* [Source excerpt]

━━━━━━

I've always been a writer - when I was young I use to write songs and short stories. In high school - Ryane' & Nanita would laugh at me - for writing them a 4 page (double sided) letter when I was suppose to be listening in class... (but I was). In college, I expressed myself through poetry and always found that my words transformed always allowed people to feel me... Now, Im looking at an obvious talent that I do have & asking myself - "So what are you going to do about it?"

Taking the next step - I realize I need more... and I havent been able to finish this statement - because I dont know myself what "more" is.

P.S. I've been wondering - how do you go from one day being an average American - day-to-day NOT following your heart & just... one day deciede to follow your heart.

You have until Saturday afternoon

As of Friday, April 22, 2005 - I will be a Washingtionan again! - Im leaving behind my 3-bedroom apartment, washier and dryer, fireplace, voltic ceilings, private bathroom, gated plush community, fitness center and a really cool roommate - to be a city girl again. (Oh I forgot to mention I leaving behind a very expensive rent too)

There isnt much to descibe about my new place (yet) - It has a lot of potential. I like the area (Capitol Hill - but let my father tell it - he said its Lincoln Park). I will probably have an open house soon after I moved in - I meant to do that when I was living in Herndon but I didnt think anyone really wanted to drive out to my house (other than Sandy and Sabrina, my family, my neighbor D.M. & a few guys I've dated...)

Let me take a moment to vent: Among the people who were unable to make it out to my place in the YEAR that I lived there, my dad - who drives to Dulles Airport - at the least every other week - never came to my place... maybe he will make it up to me - by helping me move out & then he can finally see it. Anyone else who wants to see my place... you have today - through Saturday afternoon.

p.s. I was thinking about getting a pet... thats all - still thinking

Tuesday, April 19, 2005

Why? (Jada Kiss - Kiss my grits)

Why wont oil and water mix ?

━━━━━━

* [Work to be completed]
Answer from the blog excerpt:
(a) How did the writer express themself in college?
(b) On what date does the writer say they will be a Washingtonian again?
(c) What area does the writer's father say the new place is in?
The lines after this blog excerpt aren't needed.

━━━━━━

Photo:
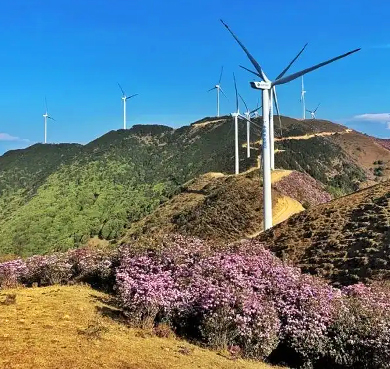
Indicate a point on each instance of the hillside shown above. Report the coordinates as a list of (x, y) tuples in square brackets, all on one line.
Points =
[(78, 328), (345, 240), (107, 184), (224, 208), (56, 197)]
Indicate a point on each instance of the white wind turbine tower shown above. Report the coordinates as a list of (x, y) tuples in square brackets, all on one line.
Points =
[(313, 112), (266, 86), (247, 116), (125, 98), (236, 115), (303, 100), (46, 116), (274, 99), (219, 89)]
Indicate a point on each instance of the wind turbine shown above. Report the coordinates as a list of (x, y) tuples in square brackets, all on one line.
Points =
[(303, 100), (125, 98), (236, 115), (219, 89), (273, 96), (313, 112), (267, 87), (247, 116), (46, 116)]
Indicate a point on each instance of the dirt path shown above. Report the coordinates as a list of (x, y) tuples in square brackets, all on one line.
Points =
[(304, 137), (285, 207)]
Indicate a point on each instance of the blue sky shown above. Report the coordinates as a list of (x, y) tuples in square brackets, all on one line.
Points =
[(171, 52)]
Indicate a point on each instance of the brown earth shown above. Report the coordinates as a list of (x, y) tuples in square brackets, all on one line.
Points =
[(75, 327), (222, 208)]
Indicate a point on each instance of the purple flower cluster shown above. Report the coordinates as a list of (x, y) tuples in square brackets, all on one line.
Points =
[(303, 188), (240, 296), (61, 268), (11, 273), (248, 298)]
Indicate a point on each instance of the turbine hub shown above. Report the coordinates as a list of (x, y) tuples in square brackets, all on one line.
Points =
[(261, 85)]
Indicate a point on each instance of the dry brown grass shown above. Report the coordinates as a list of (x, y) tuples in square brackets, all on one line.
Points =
[(73, 328)]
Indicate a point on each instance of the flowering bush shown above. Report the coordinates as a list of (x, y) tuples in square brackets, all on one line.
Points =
[(11, 273), (245, 297), (87, 265)]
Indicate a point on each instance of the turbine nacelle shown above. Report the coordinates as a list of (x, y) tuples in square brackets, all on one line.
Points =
[(261, 85)]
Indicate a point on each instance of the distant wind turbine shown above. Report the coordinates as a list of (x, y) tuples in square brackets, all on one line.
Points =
[(313, 112), (125, 98), (303, 100), (273, 99), (219, 89), (267, 88), (46, 116), (247, 116), (236, 115)]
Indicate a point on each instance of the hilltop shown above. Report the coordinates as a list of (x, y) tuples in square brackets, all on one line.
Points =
[(227, 208), (79, 328), (344, 241), (56, 197)]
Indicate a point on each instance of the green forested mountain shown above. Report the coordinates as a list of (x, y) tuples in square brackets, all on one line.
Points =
[(53, 197)]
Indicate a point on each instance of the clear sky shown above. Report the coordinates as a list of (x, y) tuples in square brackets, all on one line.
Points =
[(170, 53)]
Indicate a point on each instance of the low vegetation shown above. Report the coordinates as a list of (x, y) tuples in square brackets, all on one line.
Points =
[(345, 241), (238, 298), (223, 208), (57, 197), (75, 327)]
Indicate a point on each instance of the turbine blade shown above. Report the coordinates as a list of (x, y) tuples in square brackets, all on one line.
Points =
[(235, 88), (246, 107), (291, 77), (251, 71), (220, 89), (123, 92), (277, 109), (291, 63), (255, 110), (250, 57), (220, 76), (129, 97)]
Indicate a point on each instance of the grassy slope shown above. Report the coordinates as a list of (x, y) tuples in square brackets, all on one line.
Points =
[(112, 182), (345, 241), (73, 328), (54, 197), (223, 208)]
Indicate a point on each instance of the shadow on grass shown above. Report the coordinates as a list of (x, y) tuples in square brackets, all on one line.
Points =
[(111, 309)]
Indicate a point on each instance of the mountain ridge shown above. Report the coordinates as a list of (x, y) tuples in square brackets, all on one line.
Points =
[(55, 197)]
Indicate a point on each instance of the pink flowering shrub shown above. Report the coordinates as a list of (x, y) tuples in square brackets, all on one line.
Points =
[(240, 297), (245, 297), (11, 273), (47, 270), (303, 188), (83, 265)]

━━━━━━

* [Correct output]
(a) Through poetry.
(b) Friday, April 22, 2005.
(c) Lincoln Park.